Retype exactly the lines from the line with "One marker serves each instance of the silver" to the end of the data, keeping both boundary lines.

▬▬▬

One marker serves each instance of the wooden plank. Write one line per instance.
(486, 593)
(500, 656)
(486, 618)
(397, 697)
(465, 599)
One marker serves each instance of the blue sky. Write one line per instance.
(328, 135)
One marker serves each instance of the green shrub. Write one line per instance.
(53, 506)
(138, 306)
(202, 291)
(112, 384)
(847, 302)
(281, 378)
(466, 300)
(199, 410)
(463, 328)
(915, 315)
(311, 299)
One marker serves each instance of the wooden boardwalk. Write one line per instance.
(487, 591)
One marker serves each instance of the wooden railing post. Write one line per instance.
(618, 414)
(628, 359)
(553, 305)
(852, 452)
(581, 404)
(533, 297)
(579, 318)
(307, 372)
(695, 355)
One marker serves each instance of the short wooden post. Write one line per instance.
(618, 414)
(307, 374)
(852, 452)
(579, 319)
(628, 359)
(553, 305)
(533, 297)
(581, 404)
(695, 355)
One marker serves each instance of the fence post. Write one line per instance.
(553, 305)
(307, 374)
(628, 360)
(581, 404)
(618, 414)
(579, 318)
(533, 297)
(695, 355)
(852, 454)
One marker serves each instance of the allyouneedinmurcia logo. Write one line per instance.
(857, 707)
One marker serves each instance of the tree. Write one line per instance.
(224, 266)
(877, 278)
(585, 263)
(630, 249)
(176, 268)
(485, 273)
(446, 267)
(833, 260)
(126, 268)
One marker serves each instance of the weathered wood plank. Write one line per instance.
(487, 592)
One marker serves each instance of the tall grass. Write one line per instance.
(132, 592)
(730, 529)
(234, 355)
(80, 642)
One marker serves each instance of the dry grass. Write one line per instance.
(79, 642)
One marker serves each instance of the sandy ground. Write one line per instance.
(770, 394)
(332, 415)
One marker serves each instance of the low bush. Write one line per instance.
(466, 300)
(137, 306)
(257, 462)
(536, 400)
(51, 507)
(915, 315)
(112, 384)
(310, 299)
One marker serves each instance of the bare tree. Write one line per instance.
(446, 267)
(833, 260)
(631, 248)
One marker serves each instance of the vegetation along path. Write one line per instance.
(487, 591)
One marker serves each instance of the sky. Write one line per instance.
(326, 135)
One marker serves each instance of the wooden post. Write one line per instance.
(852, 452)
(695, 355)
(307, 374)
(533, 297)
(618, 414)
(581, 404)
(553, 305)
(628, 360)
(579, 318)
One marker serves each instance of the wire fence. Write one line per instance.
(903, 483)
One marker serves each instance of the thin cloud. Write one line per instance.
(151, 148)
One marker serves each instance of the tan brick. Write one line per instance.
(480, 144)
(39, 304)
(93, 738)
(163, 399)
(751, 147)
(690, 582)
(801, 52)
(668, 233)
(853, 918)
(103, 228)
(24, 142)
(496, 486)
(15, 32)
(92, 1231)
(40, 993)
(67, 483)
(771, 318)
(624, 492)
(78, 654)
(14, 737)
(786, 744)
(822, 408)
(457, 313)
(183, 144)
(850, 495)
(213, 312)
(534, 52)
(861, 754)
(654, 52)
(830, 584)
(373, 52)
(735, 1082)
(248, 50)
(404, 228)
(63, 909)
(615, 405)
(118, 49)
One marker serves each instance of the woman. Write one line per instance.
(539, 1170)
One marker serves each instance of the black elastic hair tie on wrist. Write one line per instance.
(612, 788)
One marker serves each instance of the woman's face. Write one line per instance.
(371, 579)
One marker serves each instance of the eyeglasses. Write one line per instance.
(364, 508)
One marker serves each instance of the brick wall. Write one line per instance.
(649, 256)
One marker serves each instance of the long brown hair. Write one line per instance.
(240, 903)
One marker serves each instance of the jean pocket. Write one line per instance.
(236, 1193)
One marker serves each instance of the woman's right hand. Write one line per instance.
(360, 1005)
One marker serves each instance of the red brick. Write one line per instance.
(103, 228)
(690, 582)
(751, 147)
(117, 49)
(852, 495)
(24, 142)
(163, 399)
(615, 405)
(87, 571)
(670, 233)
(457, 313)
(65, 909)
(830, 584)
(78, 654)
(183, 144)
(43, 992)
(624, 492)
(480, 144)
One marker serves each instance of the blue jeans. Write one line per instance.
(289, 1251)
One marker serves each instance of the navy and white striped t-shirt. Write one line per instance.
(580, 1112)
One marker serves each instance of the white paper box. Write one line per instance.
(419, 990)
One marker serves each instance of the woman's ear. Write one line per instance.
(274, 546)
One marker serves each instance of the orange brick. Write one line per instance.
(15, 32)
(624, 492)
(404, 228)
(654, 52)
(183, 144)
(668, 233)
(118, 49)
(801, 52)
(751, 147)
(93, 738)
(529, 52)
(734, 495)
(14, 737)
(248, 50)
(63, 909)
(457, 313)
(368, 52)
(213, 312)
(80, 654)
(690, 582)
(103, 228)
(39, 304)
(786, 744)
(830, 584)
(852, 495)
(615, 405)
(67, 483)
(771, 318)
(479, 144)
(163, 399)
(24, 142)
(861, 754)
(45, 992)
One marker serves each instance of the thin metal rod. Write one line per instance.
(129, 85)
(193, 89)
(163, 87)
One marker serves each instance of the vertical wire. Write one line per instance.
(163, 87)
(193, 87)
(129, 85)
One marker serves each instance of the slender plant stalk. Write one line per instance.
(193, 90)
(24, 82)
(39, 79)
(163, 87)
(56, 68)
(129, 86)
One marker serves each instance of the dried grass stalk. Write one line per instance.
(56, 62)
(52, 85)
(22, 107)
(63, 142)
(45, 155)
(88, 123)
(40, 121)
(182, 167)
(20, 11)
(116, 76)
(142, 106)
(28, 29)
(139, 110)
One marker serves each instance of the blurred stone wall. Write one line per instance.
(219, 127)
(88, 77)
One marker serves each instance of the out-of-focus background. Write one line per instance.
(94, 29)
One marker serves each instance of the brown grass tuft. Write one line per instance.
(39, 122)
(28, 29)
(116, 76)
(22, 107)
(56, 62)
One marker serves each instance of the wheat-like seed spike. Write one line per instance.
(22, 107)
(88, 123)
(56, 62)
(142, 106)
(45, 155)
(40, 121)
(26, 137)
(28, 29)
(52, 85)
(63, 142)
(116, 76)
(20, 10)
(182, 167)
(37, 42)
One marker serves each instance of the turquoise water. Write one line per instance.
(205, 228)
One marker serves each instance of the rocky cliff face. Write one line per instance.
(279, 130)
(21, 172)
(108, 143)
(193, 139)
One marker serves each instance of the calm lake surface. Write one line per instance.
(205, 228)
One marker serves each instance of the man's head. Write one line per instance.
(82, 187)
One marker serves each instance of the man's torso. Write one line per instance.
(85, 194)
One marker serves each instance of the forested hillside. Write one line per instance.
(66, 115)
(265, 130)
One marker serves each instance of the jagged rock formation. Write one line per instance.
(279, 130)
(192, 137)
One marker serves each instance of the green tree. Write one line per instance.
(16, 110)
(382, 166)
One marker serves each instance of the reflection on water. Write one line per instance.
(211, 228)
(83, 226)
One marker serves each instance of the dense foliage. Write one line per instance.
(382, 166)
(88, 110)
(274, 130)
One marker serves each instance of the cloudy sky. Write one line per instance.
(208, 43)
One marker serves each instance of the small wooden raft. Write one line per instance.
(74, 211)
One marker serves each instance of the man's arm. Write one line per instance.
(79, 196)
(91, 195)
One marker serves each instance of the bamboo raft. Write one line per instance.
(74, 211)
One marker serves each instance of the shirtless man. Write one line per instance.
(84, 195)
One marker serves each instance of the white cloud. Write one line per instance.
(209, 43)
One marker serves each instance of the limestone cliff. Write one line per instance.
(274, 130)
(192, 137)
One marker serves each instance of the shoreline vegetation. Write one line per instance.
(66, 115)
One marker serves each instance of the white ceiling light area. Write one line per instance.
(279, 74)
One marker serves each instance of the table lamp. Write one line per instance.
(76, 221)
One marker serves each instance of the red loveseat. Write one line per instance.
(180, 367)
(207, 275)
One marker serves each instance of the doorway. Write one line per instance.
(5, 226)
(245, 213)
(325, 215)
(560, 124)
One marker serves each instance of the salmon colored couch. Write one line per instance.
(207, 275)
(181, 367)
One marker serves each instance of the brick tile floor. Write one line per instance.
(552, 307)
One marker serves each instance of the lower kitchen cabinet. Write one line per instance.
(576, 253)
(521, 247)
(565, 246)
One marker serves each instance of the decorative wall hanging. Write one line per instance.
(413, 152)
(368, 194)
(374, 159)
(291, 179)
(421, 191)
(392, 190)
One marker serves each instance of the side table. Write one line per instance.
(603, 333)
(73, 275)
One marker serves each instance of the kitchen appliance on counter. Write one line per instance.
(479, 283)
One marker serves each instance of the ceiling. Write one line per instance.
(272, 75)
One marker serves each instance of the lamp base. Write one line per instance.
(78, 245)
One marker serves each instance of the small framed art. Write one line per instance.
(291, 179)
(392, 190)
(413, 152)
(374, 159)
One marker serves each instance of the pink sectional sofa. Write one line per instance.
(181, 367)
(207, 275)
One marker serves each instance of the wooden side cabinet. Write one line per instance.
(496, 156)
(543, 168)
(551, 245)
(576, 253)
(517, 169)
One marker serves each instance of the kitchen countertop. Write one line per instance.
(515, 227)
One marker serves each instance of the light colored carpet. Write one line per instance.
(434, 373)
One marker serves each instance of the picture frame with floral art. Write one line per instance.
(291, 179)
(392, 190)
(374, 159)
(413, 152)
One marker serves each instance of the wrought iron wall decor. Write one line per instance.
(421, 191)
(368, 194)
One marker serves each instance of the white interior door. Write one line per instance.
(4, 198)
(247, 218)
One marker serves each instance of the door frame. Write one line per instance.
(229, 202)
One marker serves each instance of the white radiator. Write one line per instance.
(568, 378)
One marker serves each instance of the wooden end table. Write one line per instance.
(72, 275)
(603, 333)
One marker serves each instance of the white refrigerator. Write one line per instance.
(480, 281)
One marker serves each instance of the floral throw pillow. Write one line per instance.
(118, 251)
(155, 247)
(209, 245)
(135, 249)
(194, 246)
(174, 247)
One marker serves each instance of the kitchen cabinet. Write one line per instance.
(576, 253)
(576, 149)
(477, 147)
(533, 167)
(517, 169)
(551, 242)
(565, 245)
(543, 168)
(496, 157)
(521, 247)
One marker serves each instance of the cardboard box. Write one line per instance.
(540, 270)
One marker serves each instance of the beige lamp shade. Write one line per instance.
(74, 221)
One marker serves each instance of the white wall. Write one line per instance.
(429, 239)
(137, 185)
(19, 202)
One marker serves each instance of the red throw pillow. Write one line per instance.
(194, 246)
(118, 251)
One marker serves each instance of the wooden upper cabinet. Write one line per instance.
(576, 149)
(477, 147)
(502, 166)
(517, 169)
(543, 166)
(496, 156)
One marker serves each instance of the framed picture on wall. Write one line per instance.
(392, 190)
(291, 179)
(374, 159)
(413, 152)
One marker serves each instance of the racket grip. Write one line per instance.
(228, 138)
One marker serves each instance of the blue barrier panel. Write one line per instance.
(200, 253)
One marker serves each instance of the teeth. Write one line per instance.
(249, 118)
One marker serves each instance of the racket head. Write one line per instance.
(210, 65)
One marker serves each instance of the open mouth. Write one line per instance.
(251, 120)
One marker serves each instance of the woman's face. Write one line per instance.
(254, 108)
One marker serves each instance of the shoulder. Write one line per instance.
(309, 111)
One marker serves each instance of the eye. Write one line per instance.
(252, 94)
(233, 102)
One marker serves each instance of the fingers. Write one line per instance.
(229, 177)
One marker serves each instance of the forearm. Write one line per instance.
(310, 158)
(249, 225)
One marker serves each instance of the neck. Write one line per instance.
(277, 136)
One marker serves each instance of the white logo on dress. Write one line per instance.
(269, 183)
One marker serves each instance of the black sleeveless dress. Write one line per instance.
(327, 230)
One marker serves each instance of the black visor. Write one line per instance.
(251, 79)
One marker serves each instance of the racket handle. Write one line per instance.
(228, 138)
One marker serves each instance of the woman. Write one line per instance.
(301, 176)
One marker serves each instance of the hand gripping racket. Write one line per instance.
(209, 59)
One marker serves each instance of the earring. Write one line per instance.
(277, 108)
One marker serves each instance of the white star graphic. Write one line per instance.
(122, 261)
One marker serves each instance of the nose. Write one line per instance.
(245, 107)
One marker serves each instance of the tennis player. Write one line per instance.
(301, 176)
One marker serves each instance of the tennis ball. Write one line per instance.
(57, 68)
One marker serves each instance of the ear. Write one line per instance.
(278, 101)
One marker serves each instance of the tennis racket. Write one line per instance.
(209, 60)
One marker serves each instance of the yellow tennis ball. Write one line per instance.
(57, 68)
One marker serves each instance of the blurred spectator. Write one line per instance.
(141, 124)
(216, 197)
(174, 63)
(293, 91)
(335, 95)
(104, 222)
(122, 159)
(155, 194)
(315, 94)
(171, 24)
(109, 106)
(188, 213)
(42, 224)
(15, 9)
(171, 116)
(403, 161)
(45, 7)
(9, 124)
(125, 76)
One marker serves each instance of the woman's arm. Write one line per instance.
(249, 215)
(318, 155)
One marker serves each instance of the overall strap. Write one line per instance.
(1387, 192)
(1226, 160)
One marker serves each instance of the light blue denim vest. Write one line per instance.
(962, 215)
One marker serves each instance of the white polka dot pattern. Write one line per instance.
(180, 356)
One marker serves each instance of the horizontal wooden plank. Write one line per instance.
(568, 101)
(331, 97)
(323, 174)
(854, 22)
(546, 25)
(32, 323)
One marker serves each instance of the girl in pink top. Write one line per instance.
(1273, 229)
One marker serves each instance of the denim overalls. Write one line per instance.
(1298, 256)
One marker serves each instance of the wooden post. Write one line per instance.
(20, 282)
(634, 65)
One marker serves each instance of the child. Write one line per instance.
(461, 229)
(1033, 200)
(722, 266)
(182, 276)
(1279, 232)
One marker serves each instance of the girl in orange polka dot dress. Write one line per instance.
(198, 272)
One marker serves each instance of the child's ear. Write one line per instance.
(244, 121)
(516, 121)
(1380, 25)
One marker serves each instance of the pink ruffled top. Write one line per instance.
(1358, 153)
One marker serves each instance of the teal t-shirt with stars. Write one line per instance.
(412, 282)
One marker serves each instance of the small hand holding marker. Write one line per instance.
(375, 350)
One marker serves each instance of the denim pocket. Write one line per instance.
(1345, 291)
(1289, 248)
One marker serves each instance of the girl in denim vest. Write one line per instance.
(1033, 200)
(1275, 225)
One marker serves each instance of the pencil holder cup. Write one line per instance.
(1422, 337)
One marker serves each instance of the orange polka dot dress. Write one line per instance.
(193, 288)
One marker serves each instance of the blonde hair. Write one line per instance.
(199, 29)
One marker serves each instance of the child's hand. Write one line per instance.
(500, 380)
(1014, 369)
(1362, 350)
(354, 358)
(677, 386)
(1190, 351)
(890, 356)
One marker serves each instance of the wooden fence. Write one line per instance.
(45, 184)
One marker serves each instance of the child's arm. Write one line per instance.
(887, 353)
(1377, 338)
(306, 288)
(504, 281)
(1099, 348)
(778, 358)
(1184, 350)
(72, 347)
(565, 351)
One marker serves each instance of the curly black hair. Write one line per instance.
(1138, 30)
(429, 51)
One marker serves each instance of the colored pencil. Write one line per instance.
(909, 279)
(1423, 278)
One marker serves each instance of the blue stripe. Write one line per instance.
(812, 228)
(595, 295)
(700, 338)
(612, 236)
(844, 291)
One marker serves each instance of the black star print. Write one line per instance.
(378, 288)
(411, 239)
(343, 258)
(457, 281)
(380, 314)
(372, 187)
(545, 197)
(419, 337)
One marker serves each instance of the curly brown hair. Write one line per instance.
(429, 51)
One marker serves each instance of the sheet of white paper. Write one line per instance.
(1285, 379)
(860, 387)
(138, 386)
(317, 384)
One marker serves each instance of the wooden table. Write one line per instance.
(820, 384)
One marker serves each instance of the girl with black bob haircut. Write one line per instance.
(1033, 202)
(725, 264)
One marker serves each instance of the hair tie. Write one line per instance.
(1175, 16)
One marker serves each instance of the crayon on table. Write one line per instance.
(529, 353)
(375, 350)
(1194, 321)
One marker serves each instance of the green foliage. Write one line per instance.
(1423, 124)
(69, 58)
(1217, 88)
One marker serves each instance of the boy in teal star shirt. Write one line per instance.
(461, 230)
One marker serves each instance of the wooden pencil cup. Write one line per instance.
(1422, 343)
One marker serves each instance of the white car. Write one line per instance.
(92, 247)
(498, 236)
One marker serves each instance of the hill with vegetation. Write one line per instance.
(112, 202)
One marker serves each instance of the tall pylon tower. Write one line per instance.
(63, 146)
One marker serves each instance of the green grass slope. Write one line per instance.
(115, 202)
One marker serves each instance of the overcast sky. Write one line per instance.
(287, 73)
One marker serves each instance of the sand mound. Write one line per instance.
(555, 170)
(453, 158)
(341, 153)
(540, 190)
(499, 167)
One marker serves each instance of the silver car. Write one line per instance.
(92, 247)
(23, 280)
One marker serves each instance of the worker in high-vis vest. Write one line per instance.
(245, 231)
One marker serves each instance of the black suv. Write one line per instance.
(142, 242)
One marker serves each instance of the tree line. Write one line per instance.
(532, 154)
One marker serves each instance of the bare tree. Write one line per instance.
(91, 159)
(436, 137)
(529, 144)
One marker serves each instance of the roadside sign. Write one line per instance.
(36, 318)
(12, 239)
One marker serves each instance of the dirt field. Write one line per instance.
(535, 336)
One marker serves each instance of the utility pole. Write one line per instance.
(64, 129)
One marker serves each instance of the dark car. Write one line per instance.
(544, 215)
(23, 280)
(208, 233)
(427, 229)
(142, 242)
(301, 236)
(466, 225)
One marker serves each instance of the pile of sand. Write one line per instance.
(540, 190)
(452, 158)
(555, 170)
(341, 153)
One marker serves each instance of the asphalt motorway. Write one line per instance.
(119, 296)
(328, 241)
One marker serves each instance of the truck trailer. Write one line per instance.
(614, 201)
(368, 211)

▬▬▬

## In response
One marker serves each instance of the silver car. Write one line per instance.
(92, 247)
(23, 280)
One marker serves each instance of the worker in high-vis vest. Write one line per instance.
(245, 231)
One marker serves each instance of the black suv. Write one line per instance.
(142, 242)
One marker serves each instance of the tree line. Write one line per instance.
(532, 154)
One marker serves each instance of the bare tree. Write one line per instance.
(91, 159)
(436, 137)
(529, 144)
One marker serves each instance of the roadside sign. Write one line per instance.
(36, 318)
(12, 239)
One marker serves each instance of the dirt field. Write one line per instance.
(535, 336)
One marker serves each instance of the utility pole. Write one line per instance.
(64, 129)
One marker serves each instance of the dark car. Write one line per instance.
(544, 215)
(23, 280)
(208, 233)
(427, 229)
(142, 242)
(301, 236)
(466, 225)
One marker serves each instance of the pile of sand. Write one line per instance.
(540, 190)
(452, 158)
(555, 170)
(341, 153)
One marker serves each instance of the asphalt motorway. Write one line per instance.
(119, 296)
(328, 241)
One marker serves each instance of the truck trailer. Write one line per instance.
(614, 201)
(368, 211)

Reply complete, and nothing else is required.